### Tarefas a realizar
[1] Edite os registros, substituindo "Target" por "Alvo" em todas as ocorrências e mantendo todo o restante inalterado.
[2] Retome o texto sobre O retrato de Dorian Gray, de Oscar Wilde, prosseguindo a partir do ponto em que ele termina.

### Trecho do texto
= = = = = = =

Baixar versão em PDF Campinas, 28 de outubro de 2013 a 03 de novembro de 2013 – ANO 2013 – Nº 581

Da Londres vitoriana ao folhetim carioca


Estava-se em 1890. A Lippincott’s Monthly Magazine, nas versões americana e inglesa, publicava pela primeira vez O retrato de Dorian Gray, único romance de Oscar Wilde, autor extremamente influente no final do século XIX e envolvido em discussões estéticas. Por solicitação da revista, Dorian Gray foi elaborado como um ensaio, sob a forma de romance, que tinha o objetivo de possibilitar a discussão das ideias do Movimento Estético defendido em ensaios por Wilde, que desvinculava da literatura alguns valores caros à classe média vitoriana. Com efeito, a sociedade puritana da época considerava moral e estética na arte como fatores interdependentes.

Wilde dissocia esses dois aspectos, defendendo que a moral podia integrar uma obra, mas não constituir seu objeto principal, que deve ser a preocupação com a estética. É a defesa da beleza por ela mesma, desvinculada de princípios éticos. A recepção da crítica inglesa foi bastante negativa, face à exclusão dos valores tanto morais quanto artísticos dos pressupostos estéticos que o autor defendia e colocava em prática no romance que lhe fora encomendado para servir de exemplo às propostas do novo movimento.

= = = = = = =

### Registros fornecidos
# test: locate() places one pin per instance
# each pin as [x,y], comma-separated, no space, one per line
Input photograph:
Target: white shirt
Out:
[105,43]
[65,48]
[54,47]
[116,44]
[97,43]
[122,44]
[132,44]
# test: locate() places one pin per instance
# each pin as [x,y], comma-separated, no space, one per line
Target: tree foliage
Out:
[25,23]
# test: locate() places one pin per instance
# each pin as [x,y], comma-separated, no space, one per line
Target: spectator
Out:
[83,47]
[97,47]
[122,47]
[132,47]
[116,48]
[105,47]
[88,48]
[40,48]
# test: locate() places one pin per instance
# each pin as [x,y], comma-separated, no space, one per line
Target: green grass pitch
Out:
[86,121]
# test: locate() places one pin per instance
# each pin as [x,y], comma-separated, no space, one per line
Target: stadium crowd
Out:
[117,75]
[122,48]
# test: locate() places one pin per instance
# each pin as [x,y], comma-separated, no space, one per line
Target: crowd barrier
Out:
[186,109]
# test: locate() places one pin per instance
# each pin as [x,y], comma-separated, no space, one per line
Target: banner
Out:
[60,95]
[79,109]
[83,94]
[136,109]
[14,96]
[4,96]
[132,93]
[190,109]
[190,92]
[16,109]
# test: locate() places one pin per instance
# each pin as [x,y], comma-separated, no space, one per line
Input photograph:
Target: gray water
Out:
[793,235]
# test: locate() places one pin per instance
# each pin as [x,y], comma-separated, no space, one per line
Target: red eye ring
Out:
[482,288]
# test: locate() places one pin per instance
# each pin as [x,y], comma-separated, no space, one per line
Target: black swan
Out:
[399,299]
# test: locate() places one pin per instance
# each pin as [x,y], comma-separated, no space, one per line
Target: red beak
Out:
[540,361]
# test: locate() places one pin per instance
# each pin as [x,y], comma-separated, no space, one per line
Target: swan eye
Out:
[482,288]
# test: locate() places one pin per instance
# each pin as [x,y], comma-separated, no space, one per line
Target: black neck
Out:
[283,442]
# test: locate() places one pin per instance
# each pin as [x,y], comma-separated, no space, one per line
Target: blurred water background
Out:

= = = = = = =

### Respostas apresentadas
[1]
# test: locate() places one pin per instance
# each pin as [x,y], comma-separated, no space, one per line
Input photograph:
Alvo: white shirt
Out:
[105,43]
[65,48]
[54,47]
[116,44]
[97,43]
[122,44]
[132,44]
# test: locate() places one pin per instance
# each pin as [x,y], comma-separated, no space, one per line
Alvo: tree foliage
Out:
[25,23]
# test: locate() places one pin per instance
# each pin as [x,y], comma-separated, no space, one per line
Alvo: spectator
Out:
[83,47]
[97,47]
[122,47]
[132,47]
[116,48]
[105,47]
[88,48]
[40,48]
# test: locate() places one pin per instance
# each pin as [x,y], comma-separated, no space, one per line
Alvo: green grass pitch
Out:
[86,121]
# test: locate() places one pin per instance
# each pin as [x,y], comma-separated, no space, one per line
Alvo: stadium crowd
Out:
[117,75]
[122,48]
# test: locate() places one pin per instance
# each pin as [x,y], comma-separated, no space, one per line
Alvo: crowd barrier
Out:
[186,109]
# test: locate() places one pin per instance
# each pin as [x,y], comma-separated, no space, one per line
Alvo: banner
Out:
[60,95]
[79,109]
[83,94]
[136,109]
[14,96]
[4,96]
[132,93]
[190,109]
[190,92]
[16,109]
# test: locate() places one pin per instance
# each pin as [x,y], comma-separated, no space, one per line
Input photograph:
Alvo: gray water
Out:
[793,235]
# test: locate() places one pin per instance
# each pin as [x,y], comma-separated, no space, one per line
Alvo: red eye ring
Out:
[482,288]
# test: locate() places one pin per instance
# each pin as [x,y], comma-separated, no space, one per line
Alvo: black swan
Out:
[399,299]
# test: locate() places one pin per instance
# each pin as [x,y], comma-separated, no space, one per line
Alvo: red beak
Out:
[540,361]
# test: locate() places one pin per instance
# each pin as [x,y], comma-separated, no space, one per line
Alvo: swan eye
Out:
[482,288]
# test: locate() places one pin per instance
# each pin as [x,y], comma-separated, no space, one per line
Alvo: black neck
Out:
[283,442]
# test: locate() places one pin per instance
# each pin as [x,y], comma-separated, no space, one per line
Alvo: blurred water background
Out:

[2]
Diante da recepção negativa, Wilde alterou e ampliou a obra, adicionando cinco novos capítulos à edição que seria publicada em livro por Ward, Lock e Company, em 1891. Vinte anos depois, em 1911, o recém-criado vespertino carioca A Noite, de propriedade de Irineu Marinho, publica o romance na forma de folhetim, durante cerca de um ano, em tradução do jornalista, cronista e contista João do Rio, admirador do poeta, ensaísta e dramaturgo irlandês. No Brasil, a editora Garnier lança a publicação em livro, em 1923, após a morte do tradutor.

Embora a intenção da revista fosse contribuir para a discussão das novas concepções estéticas, apresentando-as concretamente através de romance, este acabou sendo recebido pela crítica inglesa sob o viés da imoralidade associada à vida íntima do autor, acusado de ter relações impróprias com homens, à época punidas como crime. O indício de uma afetividade considerada inadequada entre dois personagens, o pintor Basil Hallward e Dorian Gray, agravou-se com a eclosão de um escândalo envolvendo homens da família real que manteriam relações com meninos. A partir desse contexto, é recorrente a discussão sobre a leitura que se faz do romance associando-a à imagem de Oscar Wilde.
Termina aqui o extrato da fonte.